** 課題の指示 **
1. 課題文によると、20代の女性が支払っている保険料の平均は年間いくらか答えなさい。
2. 次の(a)〜(c)が課題文の内容と合っているかどうかを判断し、根拠となる課題文の語句を引用しなさい。
(a) 個人年金保険では、60歳や65歳になったときに資金を年金形式で受け取れる。
(b) 変額個人年金保険は、日本円や外貨で債券運用する保険である。
(c) 民間の介護保険には、掛け捨ての商品しかない。

** 課題文 **
# # # # # # #

しかし、「なかなか貯蓄が増えない」「銀行で貯蓄していくだけで良いの?」と悩んでいる人もいるのではないでしょうか。
保険商品の中には、老後のための資産形成を目的としたものもあるため、上手に活用していきましょう。
個人年金保険(定額・変額)
個人年金保険は、老後の資産形成に特化した保険です。
毎月支払う保険料が積み立てられていき、60歳や65歳になったときに運用していた資金を年金形式で受け取れる仕組みです。
個人年金保険は、保険会社が預かった保険料をどのように運用するかで種類が分かれます。
主に日本円や外貨で債券運用する「定額個人年金保険」と、投資信託を利用して運用する「変額個人年金保険」があります。
外貨建てのものや変額タイプのものは運用ができる一方、資産が変動するリスクもあるため、しっかりとメリットデメリットを理解したうえで商品を選ぶことが大切です。
また、個人年金保険を利用することで、生命保険料控除や個人年金保険料控除といった所得控除の効果も期待できます。
保険を上手に活用して、計画的に資産形成に取り組みましょう。
4.介護に備える保険
将来必要になるかもしれない介護費用についても、今から考えておいて損はありません。
自分で介護費用のために貯蓄をしておくのも良いですが、介護状態になったときに給付金を受け取れる保険商品を活用するのもひとつの選択肢です。
介護保険
介護保険とは、保険会社が定める介護状態に該当したときに給付金を受け取れるタイプの保険です。
公的保障のひとつである介護保険ではまかなえない自己負担分を、民間の介護保険を使ってカバーすることができます。
保険商品によって、要介護認定の保障対象や給付金の受け取り方も異なります。
また、掛け捨ての商品もあれば貯蓄性のある商品もあるため、それぞれの違いや特徴を踏まえたうえで保険選びをしましょう。
保険料を節約しすぎていざというときのために役に立たない保険では意味がありませんが、逆に保険料が毎月の家計の負担になっても良くありません。
ここからは、年代別に毎月支払う保険料の目安を解説していきます。
20代
20代のうちは入院やケガに備える医療保険を基本として、保障の基礎を作っていくのが良いでしょう。
保険は基本的に年齢が若いほど保険料が安くなる傾向があるため、20代であれば比較的保険料を抑えて保険に加入することができます。
将来のためにも、若いうちから保障を確保しておくことが大切です。
実際に20代が支払っている保険料の平均は、男性が年間約11.9万円、女性が年間約9.6万円となっており、月に換算すると約8000円~1万円前後の保険料が平均的な金額です。
もちろん、収入などの経済状況によって人それぞれ異なる部分ではありますが、ひとつの目安として参考にしてみましょう。

# # # # # # #

** 与えられた行 **
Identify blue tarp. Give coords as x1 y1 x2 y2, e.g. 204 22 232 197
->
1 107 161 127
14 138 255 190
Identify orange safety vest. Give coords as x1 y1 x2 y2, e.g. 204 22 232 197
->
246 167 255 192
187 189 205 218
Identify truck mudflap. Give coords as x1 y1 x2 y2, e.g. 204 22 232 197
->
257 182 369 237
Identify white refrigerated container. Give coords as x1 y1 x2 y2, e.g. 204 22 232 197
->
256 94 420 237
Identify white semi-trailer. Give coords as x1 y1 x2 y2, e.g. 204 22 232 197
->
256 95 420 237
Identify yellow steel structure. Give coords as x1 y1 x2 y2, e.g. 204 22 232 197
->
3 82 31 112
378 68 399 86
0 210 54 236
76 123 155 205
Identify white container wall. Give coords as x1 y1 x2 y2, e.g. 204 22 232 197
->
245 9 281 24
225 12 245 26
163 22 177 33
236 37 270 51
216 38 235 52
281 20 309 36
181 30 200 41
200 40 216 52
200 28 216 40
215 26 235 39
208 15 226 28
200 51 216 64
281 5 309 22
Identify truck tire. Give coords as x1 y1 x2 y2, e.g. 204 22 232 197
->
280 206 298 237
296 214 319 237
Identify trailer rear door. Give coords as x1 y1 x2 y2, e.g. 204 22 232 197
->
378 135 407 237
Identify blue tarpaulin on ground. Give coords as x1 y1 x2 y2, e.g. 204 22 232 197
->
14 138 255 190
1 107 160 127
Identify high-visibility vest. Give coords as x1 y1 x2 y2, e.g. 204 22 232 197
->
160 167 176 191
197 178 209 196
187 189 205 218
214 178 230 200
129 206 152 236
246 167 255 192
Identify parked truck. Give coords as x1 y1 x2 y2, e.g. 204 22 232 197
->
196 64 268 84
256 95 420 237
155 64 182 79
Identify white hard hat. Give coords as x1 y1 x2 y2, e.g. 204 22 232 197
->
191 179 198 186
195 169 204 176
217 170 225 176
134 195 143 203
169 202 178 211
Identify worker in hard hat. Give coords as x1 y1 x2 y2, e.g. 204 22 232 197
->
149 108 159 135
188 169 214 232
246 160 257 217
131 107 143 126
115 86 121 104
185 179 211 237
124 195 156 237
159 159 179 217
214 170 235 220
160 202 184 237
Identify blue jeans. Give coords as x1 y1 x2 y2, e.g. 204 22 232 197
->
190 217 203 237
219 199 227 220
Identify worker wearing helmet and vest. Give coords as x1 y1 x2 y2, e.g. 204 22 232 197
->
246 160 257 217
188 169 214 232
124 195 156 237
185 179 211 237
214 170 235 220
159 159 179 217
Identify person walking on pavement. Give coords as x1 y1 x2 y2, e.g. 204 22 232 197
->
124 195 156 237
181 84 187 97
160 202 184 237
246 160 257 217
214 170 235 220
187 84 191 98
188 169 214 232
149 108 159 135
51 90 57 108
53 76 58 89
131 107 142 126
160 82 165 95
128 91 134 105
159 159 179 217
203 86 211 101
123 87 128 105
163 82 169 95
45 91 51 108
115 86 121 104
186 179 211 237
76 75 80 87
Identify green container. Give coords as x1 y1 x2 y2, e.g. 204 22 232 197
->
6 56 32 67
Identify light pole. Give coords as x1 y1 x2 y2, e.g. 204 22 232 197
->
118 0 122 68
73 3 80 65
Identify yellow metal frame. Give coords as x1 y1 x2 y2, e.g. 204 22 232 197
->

# # # # # # #

** 解答一覧 **
1. 年間約9.6万円です。

2.
(a) はい。「60歳や65歳になったときに運用していた資金を年金形式で受け取れる仕組みです」
(b) いいえ。「投資信託を利用して運用する「変額個人年金保険」」
(c) いいえ。「掛け捨ての商品もあれば貯蓄性のある商品もある」